▶ _Pedido 1_:
Pode alterar os registros, começando no início deles e terminando na linha que contém "<point>306,277</point>", trocando "shrub" por "bush" e mantendo todo o resto igual? Deixe as imagens fora da resposta.

▶ _Texto selecionado_:
========

16. De facto, a iniciativa da penhora da casa de morada de família foi da exclusiva iniciativa da Agente de Execução, porém sem qualquer decisão fundamentada, quanto ao apuramento de outros bens próprios ou equiparados (artº 1696º do C. Civil), sendo certo que o executado tem participações (quotas) em, pelo menos, três sociedades, não foram indagadas as suas contas bancárias, tem remuneração como sócio-gerente da sociedade “DD, Ldª.”, nada constando sobre o valor destes ativos, o que deveria ter sido feito para fundamentar se havia, ou não, lugar para penhorar a casa de morada de família da embargante, sendo certo que o não fez em violação ao disposto no artº 154º do C. P. Civil.

17. Temos, para nós, que esta solução interpretativa do Tribunal a quo, com o sempre devido respeito, é fazer tábua rasa da letra da Lei e da sua teleologia.

18. Na verdade, se há casos em que há justificação para embargos de terceiro da parte do cônjuge, como é doutrina comum, que são precisamente as ações cujo objeto direta ou indiretamente envolve o risco de perda ou oneração dos bens que só ambos os cônjuges podem alienar ou a perda de direitos que só por ambos possam ser exercidos, onde se incluem todas as ações que respeitem, direta ou indiretamente, à casa de morada de família (artº 34º, nº 1 e 3, do C. P. Civil).

19. Com efeito, o disposto no citado artº 787º do C. Civil não tem o mesmo alcance do processo de embargos de terceiro por parte do cônjuge (artº 343º do mesmo dispositivo legal), posto que os procedimentos de oposição à execução e à penhora estão limitados por um quadro típico, cujos limites não asseguram o direito de igualdade dos cônjuges a uma lide processual equitativa relativamente a ações que envolvam bens de que só possam dispor em conjunto, máxime a casa de morada de família.

========

Linhas do conjunto de dados sobre onde os objetos aparecem:
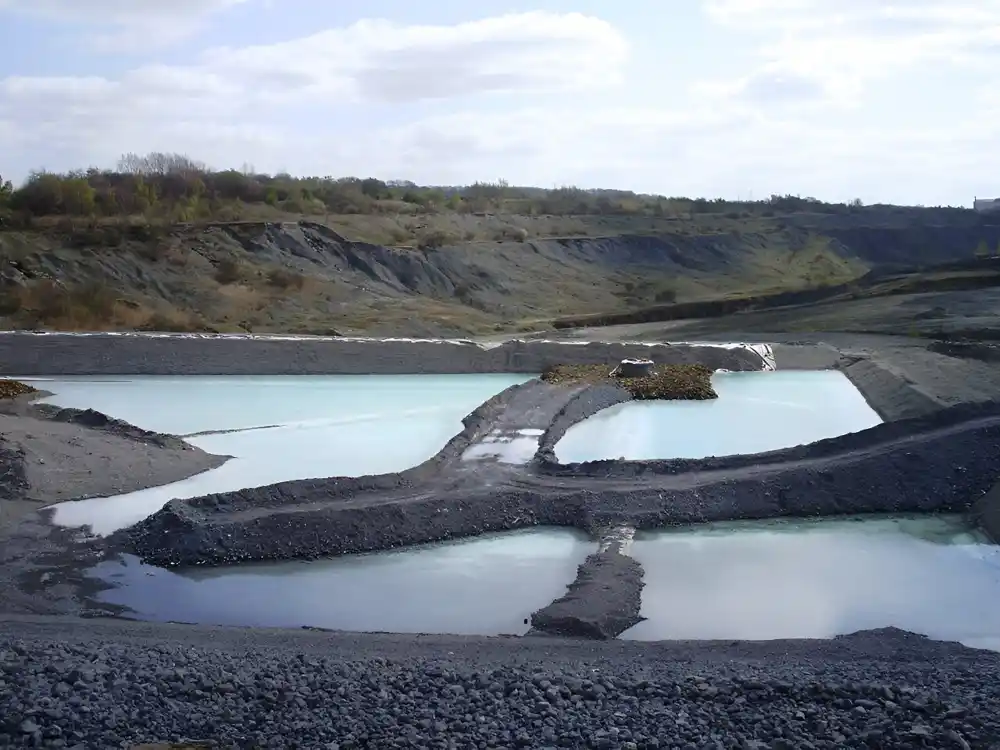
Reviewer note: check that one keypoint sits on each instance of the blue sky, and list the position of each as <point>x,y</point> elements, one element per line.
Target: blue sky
<point>882,100</point>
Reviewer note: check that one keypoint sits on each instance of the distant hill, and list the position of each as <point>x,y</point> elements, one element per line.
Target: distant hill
<point>164,243</point>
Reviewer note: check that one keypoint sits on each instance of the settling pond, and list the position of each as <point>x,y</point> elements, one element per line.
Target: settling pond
<point>770,580</point>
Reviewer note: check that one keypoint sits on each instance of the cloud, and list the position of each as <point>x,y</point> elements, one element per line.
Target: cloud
<point>127,24</point>
<point>380,60</point>
<point>844,46</point>
<point>326,76</point>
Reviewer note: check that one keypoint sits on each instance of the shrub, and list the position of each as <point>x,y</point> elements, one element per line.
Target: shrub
<point>227,272</point>
<point>284,279</point>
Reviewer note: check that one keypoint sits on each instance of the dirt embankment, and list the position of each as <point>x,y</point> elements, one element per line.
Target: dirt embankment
<point>151,354</point>
<point>942,461</point>
<point>50,454</point>
<point>306,277</point>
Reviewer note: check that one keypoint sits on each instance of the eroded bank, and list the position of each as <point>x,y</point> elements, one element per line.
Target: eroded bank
<point>934,460</point>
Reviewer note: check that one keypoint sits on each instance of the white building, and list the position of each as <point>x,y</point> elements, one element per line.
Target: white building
<point>986,204</point>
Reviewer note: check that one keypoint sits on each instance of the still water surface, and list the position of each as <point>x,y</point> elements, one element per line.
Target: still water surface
<point>755,412</point>
<point>291,427</point>
<point>481,586</point>
<point>817,579</point>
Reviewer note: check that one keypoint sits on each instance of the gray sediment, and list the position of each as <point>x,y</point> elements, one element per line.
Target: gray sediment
<point>927,459</point>
<point>205,354</point>
<point>888,391</point>
<point>985,513</point>
<point>601,603</point>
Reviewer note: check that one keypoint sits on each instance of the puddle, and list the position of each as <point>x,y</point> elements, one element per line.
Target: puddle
<point>817,579</point>
<point>326,426</point>
<point>184,405</point>
<point>507,448</point>
<point>755,412</point>
<point>482,586</point>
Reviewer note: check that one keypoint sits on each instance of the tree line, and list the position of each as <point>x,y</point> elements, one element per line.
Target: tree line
<point>176,188</point>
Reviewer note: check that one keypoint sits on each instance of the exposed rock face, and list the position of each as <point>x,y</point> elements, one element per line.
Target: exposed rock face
<point>633,368</point>
<point>602,603</point>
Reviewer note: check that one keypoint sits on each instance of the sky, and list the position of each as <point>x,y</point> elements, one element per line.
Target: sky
<point>882,100</point>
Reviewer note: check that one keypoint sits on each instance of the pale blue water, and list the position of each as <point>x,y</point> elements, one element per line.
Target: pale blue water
<point>755,412</point>
<point>482,586</point>
<point>323,426</point>
<point>190,404</point>
<point>817,579</point>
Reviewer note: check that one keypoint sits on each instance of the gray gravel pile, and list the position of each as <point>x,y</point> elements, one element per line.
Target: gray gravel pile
<point>105,694</point>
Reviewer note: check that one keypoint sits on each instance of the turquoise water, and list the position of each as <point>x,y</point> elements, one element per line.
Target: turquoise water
<point>482,586</point>
<point>817,579</point>
<point>292,427</point>
<point>755,412</point>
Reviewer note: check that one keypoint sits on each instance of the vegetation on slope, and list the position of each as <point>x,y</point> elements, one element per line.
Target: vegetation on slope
<point>666,382</point>
<point>162,242</point>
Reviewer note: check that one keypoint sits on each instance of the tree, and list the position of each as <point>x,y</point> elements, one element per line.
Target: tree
<point>6,191</point>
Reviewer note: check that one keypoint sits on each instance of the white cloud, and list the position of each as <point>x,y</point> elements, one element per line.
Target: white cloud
<point>549,99</point>
<point>322,76</point>
<point>127,24</point>
<point>380,60</point>
<point>837,48</point>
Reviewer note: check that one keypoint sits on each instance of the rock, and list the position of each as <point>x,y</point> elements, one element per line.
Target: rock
<point>633,368</point>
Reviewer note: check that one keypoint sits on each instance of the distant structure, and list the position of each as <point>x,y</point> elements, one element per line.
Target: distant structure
<point>986,204</point>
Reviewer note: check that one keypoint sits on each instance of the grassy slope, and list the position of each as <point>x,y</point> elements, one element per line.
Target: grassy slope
<point>226,277</point>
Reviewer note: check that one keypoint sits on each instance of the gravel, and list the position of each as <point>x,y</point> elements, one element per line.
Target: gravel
<point>122,684</point>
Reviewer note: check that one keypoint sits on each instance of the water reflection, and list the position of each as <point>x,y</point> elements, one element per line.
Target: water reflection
<point>818,579</point>
<point>329,426</point>
<point>755,412</point>
<point>482,586</point>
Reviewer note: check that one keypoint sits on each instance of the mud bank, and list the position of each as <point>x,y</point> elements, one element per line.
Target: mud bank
<point>985,513</point>
<point>888,391</point>
<point>942,462</point>
<point>203,354</point>
<point>605,598</point>
<point>50,454</point>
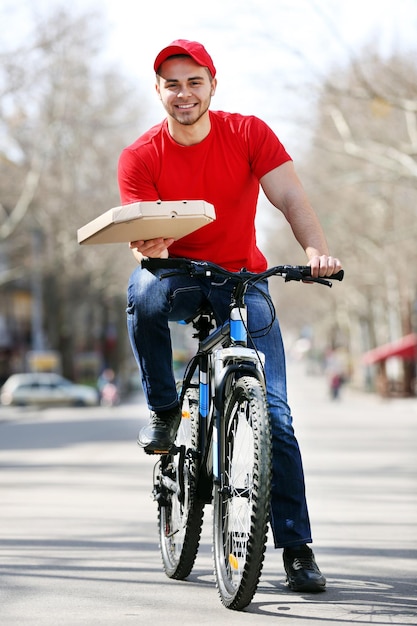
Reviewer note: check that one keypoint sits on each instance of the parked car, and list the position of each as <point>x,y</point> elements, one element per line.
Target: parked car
<point>46,389</point>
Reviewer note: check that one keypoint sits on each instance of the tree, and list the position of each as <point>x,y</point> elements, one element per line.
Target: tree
<point>361,177</point>
<point>65,117</point>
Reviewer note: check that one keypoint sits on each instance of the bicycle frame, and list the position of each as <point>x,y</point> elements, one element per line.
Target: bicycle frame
<point>216,363</point>
<point>222,454</point>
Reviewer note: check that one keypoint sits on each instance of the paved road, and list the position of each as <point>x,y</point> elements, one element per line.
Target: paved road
<point>78,543</point>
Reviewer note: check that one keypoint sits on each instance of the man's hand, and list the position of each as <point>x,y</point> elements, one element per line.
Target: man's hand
<point>324,266</point>
<point>152,248</point>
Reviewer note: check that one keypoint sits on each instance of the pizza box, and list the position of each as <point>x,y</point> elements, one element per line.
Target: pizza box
<point>147,220</point>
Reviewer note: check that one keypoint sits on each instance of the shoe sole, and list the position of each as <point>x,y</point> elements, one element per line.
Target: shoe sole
<point>309,588</point>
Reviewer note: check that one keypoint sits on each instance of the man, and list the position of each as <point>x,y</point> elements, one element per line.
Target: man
<point>222,158</point>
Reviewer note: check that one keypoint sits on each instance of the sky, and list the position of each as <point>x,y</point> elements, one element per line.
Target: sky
<point>270,54</point>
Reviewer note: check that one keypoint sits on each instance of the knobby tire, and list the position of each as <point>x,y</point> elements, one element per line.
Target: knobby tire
<point>242,500</point>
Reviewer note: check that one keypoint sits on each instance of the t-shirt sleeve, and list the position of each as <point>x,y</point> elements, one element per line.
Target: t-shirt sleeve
<point>266,150</point>
<point>134,178</point>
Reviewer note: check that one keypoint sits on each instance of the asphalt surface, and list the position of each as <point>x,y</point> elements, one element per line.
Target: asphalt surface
<point>78,540</point>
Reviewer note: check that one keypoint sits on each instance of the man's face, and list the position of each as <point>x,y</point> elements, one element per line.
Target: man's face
<point>185,89</point>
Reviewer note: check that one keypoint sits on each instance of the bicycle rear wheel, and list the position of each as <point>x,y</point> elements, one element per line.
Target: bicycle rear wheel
<point>242,500</point>
<point>180,513</point>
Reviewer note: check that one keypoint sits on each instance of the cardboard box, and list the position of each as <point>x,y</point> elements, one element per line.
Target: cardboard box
<point>147,220</point>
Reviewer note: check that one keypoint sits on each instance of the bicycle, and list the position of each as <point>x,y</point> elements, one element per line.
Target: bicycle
<point>222,451</point>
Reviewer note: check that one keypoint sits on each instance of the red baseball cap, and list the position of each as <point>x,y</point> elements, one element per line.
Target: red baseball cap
<point>191,48</point>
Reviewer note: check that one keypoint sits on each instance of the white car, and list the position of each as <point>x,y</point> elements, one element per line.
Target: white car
<point>46,389</point>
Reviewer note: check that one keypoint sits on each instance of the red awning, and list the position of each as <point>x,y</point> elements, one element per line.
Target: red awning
<point>404,348</point>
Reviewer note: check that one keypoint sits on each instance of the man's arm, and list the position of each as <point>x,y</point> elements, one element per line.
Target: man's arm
<point>284,190</point>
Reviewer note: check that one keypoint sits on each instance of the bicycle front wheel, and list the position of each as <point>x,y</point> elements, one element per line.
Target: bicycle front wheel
<point>242,500</point>
<point>180,512</point>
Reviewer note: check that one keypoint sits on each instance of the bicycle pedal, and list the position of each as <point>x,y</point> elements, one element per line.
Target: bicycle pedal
<point>153,452</point>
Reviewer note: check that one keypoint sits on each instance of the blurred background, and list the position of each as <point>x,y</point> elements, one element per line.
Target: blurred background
<point>336,81</point>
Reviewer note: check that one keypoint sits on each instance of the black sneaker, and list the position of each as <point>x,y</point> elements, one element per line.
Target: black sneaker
<point>159,435</point>
<point>302,570</point>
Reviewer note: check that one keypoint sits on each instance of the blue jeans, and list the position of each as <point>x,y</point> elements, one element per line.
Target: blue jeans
<point>152,303</point>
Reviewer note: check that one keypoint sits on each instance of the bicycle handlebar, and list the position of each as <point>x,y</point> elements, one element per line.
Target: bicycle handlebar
<point>206,268</point>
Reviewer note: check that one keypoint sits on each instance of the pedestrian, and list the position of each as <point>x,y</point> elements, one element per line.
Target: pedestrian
<point>223,158</point>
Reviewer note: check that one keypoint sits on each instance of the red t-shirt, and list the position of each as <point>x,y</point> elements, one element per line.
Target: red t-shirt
<point>224,169</point>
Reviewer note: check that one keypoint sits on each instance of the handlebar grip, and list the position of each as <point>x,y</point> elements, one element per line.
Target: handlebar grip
<point>306,271</point>
<point>338,276</point>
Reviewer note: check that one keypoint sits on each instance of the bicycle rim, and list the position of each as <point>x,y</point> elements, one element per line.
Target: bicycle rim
<point>242,501</point>
<point>180,514</point>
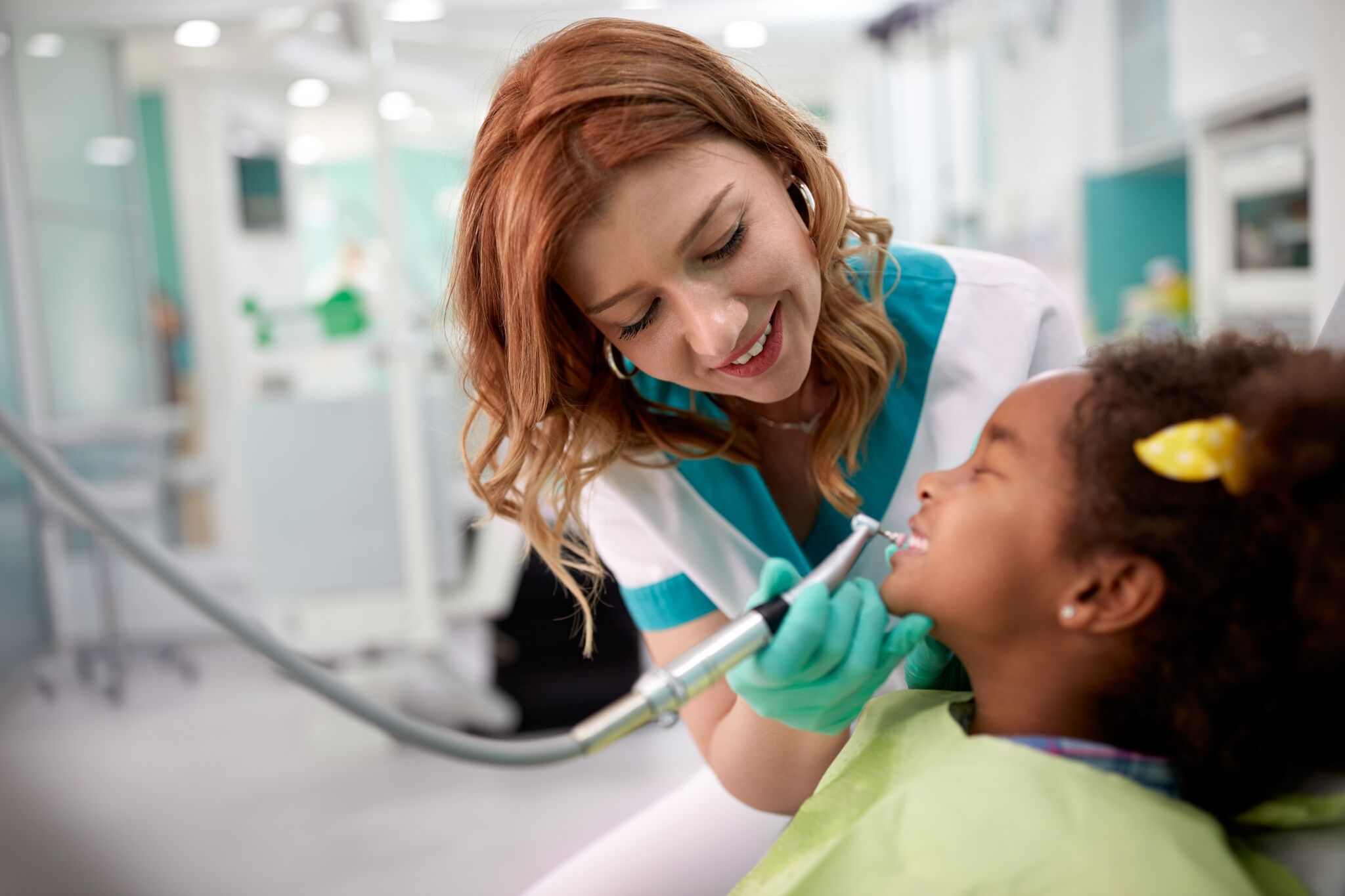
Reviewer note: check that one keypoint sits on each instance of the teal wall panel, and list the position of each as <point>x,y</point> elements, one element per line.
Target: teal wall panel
<point>1130,219</point>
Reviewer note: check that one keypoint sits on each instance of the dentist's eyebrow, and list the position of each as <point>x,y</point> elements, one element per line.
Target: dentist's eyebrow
<point>607,303</point>
<point>681,249</point>
<point>705,219</point>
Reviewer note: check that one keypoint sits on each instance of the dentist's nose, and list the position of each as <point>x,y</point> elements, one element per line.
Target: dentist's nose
<point>716,326</point>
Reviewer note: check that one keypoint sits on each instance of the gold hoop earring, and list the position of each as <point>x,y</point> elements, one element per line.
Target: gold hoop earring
<point>617,367</point>
<point>802,199</point>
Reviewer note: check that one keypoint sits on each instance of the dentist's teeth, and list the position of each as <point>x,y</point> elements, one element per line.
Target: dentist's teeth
<point>757,349</point>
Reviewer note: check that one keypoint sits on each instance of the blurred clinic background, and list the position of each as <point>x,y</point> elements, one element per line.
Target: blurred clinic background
<point>222,253</point>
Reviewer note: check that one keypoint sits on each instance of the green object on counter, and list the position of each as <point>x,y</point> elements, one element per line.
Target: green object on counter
<point>263,320</point>
<point>343,314</point>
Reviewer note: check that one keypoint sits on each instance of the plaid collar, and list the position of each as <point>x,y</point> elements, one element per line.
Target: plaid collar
<point>1149,771</point>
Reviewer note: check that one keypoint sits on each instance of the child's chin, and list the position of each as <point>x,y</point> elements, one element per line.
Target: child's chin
<point>899,601</point>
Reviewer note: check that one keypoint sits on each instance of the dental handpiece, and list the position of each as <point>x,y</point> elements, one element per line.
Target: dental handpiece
<point>657,695</point>
<point>661,692</point>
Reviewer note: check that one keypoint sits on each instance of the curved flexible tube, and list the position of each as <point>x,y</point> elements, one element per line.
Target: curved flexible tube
<point>45,467</point>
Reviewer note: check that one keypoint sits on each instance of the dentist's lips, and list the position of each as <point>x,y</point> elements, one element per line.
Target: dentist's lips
<point>768,355</point>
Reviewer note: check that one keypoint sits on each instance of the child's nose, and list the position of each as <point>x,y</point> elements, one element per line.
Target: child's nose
<point>716,326</point>
<point>925,488</point>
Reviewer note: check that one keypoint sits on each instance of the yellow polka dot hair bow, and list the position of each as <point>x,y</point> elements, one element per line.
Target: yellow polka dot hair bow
<point>1199,452</point>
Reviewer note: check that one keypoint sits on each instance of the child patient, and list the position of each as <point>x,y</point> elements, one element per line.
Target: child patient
<point>1142,568</point>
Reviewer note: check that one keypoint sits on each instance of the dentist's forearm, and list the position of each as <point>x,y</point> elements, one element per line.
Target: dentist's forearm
<point>766,763</point>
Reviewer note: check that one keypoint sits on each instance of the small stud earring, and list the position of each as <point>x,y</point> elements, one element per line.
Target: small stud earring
<point>622,373</point>
<point>802,199</point>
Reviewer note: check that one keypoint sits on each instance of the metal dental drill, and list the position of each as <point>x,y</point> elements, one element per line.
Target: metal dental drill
<point>662,691</point>
<point>657,695</point>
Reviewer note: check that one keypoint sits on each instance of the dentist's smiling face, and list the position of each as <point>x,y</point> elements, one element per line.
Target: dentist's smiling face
<point>699,270</point>
<point>988,566</point>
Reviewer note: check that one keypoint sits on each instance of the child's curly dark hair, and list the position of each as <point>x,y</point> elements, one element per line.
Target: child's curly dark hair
<point>1237,671</point>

========

▶ _Pedido 2_:
Pode reproduzir fielmente o trecho do texto selecionado, começando em "16. De facto, a" e terminando em "C. P. Civil."?

▶ _Resposta escrita 1_:
Reviewer note: check that one keypoint sits on each instance of the blue sky, and list the position of each as <point>x,y</point> elements, one element per line.
Target: blue sky
<point>882,100</point>
Reviewer note: check that one keypoint sits on each instance of the distant hill, and list the position of each as <point>x,y</point> elements, one element per line.
Target: distant hill
<point>164,243</point>
Reviewer note: check that one keypoint sits on each instance of the settling pond, and list the position of each as <point>x,y</point> elements, one element per line.
Target: settling pond
<point>770,580</point>
Reviewer note: check that one keypoint sits on each instance of the cloud, and list the position of each as <point>x,y</point> elements, one element per line.
Target: cloud
<point>127,24</point>
<point>380,60</point>
<point>844,46</point>
<point>326,76</point>
Reviewer note: check that one keypoint sits on each instance of the bush, and list the position of each as <point>x,y</point> elements, one element per line.
Target: bush
<point>227,272</point>
<point>284,279</point>
Reviewer note: check that one keypoint sits on each instance of the dirt embankment, and list the position of each as <point>x,y</point> elements, one element per line.
Target: dirt embankment
<point>151,354</point>
<point>942,461</point>
<point>50,454</point>
<point>306,277</point>

▶ _Resposta escrita 2_:
16. De facto, a iniciativa da penhora da casa de morada de família foi da exclusiva iniciativa da Agente de Execução, porém sem qualquer decisão fundamentada, quanto ao apuramento de outros bens próprios ou equiparados (artº 1696º do C. Civil), sendo certo que o executado tem participações (quotas) em, pelo menos, três sociedades, não foram indagadas as suas contas bancárias, tem remuneração como sócio-gerente da sociedade “DD, Ldª.”, nada constando sobre o valor destes ativos, o que deveria ter sido feito para fundamentar se havia, ou não, lugar para penhorar a casa de morada de família da embargante, sendo certo que o não fez em violação ao disposto no artº 154º do C. P. Civil.